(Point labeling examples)
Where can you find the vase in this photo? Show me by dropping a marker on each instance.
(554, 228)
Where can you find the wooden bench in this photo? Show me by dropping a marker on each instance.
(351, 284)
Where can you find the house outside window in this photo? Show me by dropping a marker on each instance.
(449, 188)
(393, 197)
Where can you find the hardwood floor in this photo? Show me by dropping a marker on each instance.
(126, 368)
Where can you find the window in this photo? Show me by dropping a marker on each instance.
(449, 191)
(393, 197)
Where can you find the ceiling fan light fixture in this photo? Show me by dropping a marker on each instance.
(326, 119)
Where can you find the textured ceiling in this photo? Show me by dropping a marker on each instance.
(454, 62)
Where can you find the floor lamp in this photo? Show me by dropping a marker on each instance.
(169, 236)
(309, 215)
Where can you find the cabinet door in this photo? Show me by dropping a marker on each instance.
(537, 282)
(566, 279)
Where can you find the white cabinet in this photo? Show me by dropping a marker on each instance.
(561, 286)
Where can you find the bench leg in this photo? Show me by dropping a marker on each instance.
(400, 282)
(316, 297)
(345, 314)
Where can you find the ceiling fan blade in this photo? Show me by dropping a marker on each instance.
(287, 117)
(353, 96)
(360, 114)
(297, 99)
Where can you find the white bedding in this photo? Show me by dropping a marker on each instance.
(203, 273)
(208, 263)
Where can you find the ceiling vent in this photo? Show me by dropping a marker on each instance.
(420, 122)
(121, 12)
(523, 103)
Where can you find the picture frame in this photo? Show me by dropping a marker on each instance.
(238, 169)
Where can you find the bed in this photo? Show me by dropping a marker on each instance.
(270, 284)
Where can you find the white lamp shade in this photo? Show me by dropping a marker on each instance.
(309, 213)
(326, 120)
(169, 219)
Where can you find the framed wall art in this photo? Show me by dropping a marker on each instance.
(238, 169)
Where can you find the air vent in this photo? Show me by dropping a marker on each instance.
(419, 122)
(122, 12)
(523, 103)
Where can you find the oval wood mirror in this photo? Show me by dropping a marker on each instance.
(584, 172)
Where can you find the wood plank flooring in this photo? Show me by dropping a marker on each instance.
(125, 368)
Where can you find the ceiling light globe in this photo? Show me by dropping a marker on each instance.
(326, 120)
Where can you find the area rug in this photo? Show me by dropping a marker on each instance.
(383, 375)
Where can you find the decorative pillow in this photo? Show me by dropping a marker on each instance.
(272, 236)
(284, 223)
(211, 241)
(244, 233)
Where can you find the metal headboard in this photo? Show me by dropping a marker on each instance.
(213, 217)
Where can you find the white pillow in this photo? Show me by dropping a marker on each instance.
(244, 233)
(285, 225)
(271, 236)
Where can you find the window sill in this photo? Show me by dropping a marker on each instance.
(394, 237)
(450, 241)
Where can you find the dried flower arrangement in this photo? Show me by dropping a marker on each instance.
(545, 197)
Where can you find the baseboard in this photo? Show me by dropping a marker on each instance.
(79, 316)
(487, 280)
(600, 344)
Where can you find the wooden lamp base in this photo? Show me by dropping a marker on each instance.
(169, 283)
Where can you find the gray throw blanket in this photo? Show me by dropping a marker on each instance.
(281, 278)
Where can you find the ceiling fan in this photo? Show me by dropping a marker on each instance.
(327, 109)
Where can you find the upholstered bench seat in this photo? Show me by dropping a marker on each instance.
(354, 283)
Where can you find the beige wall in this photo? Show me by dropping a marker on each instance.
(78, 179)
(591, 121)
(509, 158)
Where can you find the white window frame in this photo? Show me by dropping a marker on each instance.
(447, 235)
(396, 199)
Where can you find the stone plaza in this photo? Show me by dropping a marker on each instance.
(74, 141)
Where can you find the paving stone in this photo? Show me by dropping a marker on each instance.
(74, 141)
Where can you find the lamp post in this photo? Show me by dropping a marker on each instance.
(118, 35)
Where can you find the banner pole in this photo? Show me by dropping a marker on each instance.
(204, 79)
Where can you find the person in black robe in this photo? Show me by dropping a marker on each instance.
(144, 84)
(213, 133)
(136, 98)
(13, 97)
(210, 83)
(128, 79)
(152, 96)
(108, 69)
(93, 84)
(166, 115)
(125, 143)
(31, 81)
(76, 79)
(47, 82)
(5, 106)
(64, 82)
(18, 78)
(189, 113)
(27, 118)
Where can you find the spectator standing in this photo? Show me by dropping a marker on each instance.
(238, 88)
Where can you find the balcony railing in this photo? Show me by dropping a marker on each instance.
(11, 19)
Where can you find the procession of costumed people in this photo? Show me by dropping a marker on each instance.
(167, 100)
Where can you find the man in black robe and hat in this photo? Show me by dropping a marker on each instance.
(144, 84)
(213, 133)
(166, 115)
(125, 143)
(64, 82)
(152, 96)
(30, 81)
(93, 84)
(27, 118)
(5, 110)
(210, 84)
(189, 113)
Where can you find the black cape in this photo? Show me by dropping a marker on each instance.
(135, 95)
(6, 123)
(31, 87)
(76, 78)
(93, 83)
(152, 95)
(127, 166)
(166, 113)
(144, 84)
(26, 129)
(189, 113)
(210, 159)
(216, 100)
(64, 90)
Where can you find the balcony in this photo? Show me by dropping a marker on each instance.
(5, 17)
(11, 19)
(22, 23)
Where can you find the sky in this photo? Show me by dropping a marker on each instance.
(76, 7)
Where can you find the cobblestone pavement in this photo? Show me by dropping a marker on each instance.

> [Set problem]: Output the line containing "Where can you find the banner" and all lines after it to the end of the records, exactly as given.

> [Written response]:
Where can you find the banner pole in this photo? Show me by dropping a marker on each instance.
(204, 79)
Where can you find the person in black robe in this photo? Show me by dropping a marker on each instance.
(144, 84)
(213, 133)
(136, 98)
(13, 97)
(210, 83)
(128, 79)
(152, 96)
(108, 69)
(93, 84)
(166, 115)
(125, 143)
(31, 81)
(76, 79)
(47, 82)
(5, 106)
(64, 82)
(18, 78)
(189, 113)
(27, 118)
Where can you find the spectator standing in this photo? Show me by dropping a marker on each instance.
(238, 88)
Where can you find the balcony railing in this photo? Show me by dropping a marker on each instance.
(11, 19)
Where can you find the procession of costumed people in this photo? Show me by dropping a marker on each instance.
(167, 100)
Where can you find the man in black robe and hat in this photo? Show me by dropping a marker on each instance.
(144, 84)
(213, 133)
(166, 115)
(125, 143)
(64, 82)
(152, 96)
(30, 81)
(93, 84)
(27, 118)
(5, 110)
(210, 84)
(189, 113)
Where can you find the black cape in this photo? Show me by dropping a marker on each instance.
(135, 95)
(6, 123)
(31, 87)
(76, 78)
(93, 83)
(152, 95)
(127, 166)
(166, 113)
(144, 84)
(26, 129)
(189, 113)
(210, 159)
(216, 100)
(64, 90)
Where can you find the balcony in this photo? Show me by dropping a marker on each instance.
(5, 17)
(11, 19)
(22, 23)
Where can you find the sky in this photo? Show me by dropping a marker on each instance.
(76, 7)
Where can you find the cobblestone pavement in this photo? Show me by dropping a marker on each instance.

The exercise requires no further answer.